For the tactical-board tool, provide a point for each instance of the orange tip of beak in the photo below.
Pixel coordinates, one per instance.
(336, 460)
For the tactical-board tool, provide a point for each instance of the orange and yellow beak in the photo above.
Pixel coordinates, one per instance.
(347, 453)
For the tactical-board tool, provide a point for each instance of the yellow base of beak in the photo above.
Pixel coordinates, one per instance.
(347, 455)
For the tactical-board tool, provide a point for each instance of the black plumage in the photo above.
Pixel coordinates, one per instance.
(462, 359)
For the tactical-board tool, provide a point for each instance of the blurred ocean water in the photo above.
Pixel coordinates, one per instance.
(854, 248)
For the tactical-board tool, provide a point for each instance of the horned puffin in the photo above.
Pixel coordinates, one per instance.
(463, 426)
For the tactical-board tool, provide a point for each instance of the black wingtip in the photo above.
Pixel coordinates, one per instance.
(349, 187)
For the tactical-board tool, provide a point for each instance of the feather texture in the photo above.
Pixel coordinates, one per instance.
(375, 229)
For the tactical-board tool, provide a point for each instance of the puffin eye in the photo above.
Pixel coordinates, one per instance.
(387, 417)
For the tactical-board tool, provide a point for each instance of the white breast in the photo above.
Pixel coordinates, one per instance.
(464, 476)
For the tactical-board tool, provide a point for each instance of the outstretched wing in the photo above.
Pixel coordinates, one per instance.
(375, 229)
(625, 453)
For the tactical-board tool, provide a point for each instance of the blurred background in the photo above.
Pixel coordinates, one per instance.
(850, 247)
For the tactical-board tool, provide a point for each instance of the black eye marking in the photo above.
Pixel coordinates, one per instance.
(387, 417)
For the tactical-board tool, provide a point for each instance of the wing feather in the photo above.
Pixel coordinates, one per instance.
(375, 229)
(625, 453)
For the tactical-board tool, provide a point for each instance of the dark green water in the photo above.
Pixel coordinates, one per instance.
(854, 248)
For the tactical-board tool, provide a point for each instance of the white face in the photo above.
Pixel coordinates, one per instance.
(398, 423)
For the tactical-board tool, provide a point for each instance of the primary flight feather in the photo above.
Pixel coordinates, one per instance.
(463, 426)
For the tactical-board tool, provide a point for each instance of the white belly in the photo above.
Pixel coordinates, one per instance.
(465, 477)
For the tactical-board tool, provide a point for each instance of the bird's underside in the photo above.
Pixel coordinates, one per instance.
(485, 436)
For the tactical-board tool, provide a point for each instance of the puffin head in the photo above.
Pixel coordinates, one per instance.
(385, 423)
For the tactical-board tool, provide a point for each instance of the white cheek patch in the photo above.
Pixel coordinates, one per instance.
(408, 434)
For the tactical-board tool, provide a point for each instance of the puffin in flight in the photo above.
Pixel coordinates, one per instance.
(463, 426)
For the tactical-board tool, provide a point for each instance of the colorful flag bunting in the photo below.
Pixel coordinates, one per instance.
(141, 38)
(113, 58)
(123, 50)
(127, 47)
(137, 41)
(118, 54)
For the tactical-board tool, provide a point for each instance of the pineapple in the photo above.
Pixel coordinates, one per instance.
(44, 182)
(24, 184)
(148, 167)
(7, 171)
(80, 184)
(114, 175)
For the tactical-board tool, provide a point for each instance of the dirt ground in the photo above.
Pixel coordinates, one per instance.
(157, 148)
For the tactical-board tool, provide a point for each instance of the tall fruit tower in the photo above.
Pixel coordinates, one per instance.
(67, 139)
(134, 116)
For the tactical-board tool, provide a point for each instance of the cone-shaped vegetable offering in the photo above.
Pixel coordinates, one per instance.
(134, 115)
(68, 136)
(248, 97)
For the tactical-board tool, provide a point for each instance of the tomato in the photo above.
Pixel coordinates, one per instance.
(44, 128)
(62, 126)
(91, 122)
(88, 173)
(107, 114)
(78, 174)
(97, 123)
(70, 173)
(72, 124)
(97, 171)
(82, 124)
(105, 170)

## WORK ITEM
In full and exactly as written, reproduce the records above.

## ANSWER
For the tactical-board tool, provide a point for each instance of the orange tip of beak in the photo below.
Pixel coordinates, one per instance.
(336, 460)
For the tactical-board tool, provide a point for each instance of the orange and yellow beak in the photo above.
Pixel coordinates, one per instance.
(347, 453)
For the tactical-board tool, provide a point for each instance of the yellow base of beak in the photo above.
Pixel coordinates, one per instance.
(347, 455)
For the tactical-board tool, provide a point for each instance of the black plumage in the photo above.
Pixel coordinates, one per instance.
(462, 359)
For the tactical-board tool, provide a point for each instance of the blurred ocean water in the photo above.
Pixel coordinates, one per instance.
(854, 248)
For the tactical-board tool, provide a point for each instance of the horned puffin in the photo above.
Pixel coordinates, one per instance.
(463, 426)
For the tactical-board tool, provide a point for each instance of the black wingtip in the photo above.
Pixel coordinates, one per instance.
(349, 187)
For the tactical-board tool, provide a point for each instance of the feather texture in the photo above.
Pixel coordinates, one per instance.
(375, 229)
For the tactical-board tool, provide a point for each instance of the puffin eye in the photo above.
Pixel coordinates, one per instance.
(387, 417)
For the tactical-board tool, provide a point for each instance of the white breast in the photo above.
Pixel coordinates, one per instance.
(464, 476)
For the tactical-board tool, provide a point for each instance of the outstretched wing in the photo above.
Pixel coordinates, one per instance.
(375, 229)
(625, 453)
For the tactical-board tool, provide a point for each instance of the blurred background in the photo above.
Pixel coordinates, one per instance.
(850, 247)
For the tactical-board tool, provide a point for each instance of the black eye marking in the photo above.
Pixel coordinates, one per instance.
(387, 417)
For the tactical-board tool, provide a point for each instance of the wing feather in the photo above.
Pixel coordinates, one per instance.
(375, 229)
(625, 453)
For the tactical-board tool, provide a point for each instance of the dark green water in the photo above.
Pixel coordinates, one per instance.
(854, 248)
For the tactical-board tool, provide a point for each instance of the white face in the photo above.
Pixel coordinates, one per instance.
(398, 423)
For the tactical-board tool, provide a point for each instance of the primary flight feather in the photo above.
Pixel coordinates, one per instance.
(463, 426)
For the tactical-board tool, provide a point for each instance of the white belly in the photo above.
Pixel coordinates, one per instance.
(465, 477)
For the tactical-board tool, provide a point for each instance of the bird's underside in the photo above.
Pixel coordinates, one per instance.
(485, 436)
For the tactical-board tool, provide a point for each instance of the puffin head in the photo above.
Pixel coordinates, one per instance.
(385, 423)
For the tactical-board tool, provide a point for each instance of the white cheek patch in the photo above.
Pixel coordinates, one per instance.
(408, 434)
For the tactical-board tool, provide a point for each instance of the puffin in flight in the photo above.
Pixel coordinates, one per instance.
(463, 426)
For the tactical-board tool, provide a point for each instance of the colorful flag bunting in the photo below.
Pixel coordinates, one per instance.
(141, 38)
(113, 58)
(123, 50)
(127, 47)
(137, 41)
(118, 54)
For the tactical-board tool, provide a point for each instance of the pineapple in the photo above.
Pixel coordinates, one per instance.
(44, 182)
(24, 184)
(148, 167)
(7, 171)
(80, 184)
(114, 175)
For the tactical-board tool, provide a point for each instance of the dirt ground in the photo above.
Pixel coordinates, one per instance.
(157, 148)
For the tactical-board tool, provide a point for each instance of the tall fruit tower in the photo above.
Pixel coordinates, one per instance.
(67, 139)
(134, 116)
For the tactical-board tool, provide a point for each instance of the cone-shaped vegetable offering in the photo above.
Pixel coordinates, one per instance.
(134, 115)
(68, 136)
(248, 97)
For the tactical-board tool, provide a point for each instance of the tomato in the photo above.
Pixel coordinates, one per instance.
(44, 128)
(62, 126)
(91, 122)
(88, 173)
(107, 114)
(78, 174)
(97, 123)
(70, 173)
(72, 124)
(97, 171)
(82, 124)
(105, 170)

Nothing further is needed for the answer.